start Records provided
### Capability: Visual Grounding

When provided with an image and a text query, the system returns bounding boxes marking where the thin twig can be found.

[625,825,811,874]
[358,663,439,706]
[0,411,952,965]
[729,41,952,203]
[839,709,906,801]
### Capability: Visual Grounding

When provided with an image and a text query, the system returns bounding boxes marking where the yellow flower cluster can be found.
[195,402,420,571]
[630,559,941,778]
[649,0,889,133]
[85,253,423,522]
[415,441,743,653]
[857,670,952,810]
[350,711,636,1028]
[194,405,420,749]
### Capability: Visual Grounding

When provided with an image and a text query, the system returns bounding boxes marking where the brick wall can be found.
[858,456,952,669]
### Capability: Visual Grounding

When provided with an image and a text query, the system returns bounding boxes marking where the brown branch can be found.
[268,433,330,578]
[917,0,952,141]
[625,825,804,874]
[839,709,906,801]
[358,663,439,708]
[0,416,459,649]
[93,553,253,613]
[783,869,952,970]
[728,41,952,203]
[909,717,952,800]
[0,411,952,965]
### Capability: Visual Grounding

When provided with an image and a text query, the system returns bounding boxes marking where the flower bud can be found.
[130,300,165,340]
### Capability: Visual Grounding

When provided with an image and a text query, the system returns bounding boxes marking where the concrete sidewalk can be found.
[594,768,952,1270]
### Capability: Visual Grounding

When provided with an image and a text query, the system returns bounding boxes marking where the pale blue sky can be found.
end Records provided
start Records provided
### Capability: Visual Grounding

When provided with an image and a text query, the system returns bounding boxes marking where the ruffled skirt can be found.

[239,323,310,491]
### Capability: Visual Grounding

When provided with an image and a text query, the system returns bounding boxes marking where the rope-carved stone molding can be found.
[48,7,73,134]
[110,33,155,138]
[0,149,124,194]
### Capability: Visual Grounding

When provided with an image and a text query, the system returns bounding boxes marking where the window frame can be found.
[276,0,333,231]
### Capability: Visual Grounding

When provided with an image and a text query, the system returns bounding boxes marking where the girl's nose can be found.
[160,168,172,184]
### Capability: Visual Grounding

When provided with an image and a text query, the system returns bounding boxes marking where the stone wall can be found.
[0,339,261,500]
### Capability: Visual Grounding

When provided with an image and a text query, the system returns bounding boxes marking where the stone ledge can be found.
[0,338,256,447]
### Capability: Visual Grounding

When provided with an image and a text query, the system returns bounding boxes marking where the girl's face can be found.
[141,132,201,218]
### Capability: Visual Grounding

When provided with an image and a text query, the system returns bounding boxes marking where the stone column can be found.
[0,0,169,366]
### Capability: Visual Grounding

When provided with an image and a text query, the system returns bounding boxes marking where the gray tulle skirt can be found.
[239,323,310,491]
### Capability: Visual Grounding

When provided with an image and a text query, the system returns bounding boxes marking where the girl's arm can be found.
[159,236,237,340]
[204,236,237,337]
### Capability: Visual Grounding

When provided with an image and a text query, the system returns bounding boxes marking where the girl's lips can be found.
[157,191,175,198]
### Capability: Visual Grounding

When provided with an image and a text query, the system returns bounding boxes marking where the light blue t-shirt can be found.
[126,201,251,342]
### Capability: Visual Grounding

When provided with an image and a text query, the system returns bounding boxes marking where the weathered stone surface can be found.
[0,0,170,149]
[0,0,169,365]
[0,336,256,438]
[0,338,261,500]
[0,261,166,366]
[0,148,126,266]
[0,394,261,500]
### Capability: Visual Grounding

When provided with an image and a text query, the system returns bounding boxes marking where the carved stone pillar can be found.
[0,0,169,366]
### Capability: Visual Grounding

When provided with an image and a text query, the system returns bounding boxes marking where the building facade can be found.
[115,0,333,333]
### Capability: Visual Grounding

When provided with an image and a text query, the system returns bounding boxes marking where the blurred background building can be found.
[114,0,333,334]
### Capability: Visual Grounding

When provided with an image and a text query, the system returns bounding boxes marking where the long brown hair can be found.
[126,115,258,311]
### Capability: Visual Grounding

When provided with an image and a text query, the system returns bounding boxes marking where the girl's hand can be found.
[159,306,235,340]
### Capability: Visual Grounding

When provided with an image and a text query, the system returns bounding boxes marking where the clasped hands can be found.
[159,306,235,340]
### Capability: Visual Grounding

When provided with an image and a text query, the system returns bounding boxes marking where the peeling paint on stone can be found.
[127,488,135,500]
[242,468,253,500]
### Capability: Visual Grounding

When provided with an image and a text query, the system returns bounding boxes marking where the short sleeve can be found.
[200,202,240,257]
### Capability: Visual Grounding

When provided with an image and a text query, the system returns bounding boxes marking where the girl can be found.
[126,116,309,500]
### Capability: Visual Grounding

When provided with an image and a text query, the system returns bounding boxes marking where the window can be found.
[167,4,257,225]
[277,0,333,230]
end Records provided
-- Short exercise --
Identify every line in the material above that contains the string "skirt", and copy each such line in full. Case matters: match only that exact capitalization.

-- Exercise answer --
When provided with an image and a text query, the system returns bounding boxes marking where the ruffled skirt can be found.
When provided with an image and a text query, the system returns bounding boxes marking where the gray tulle skirt can be found.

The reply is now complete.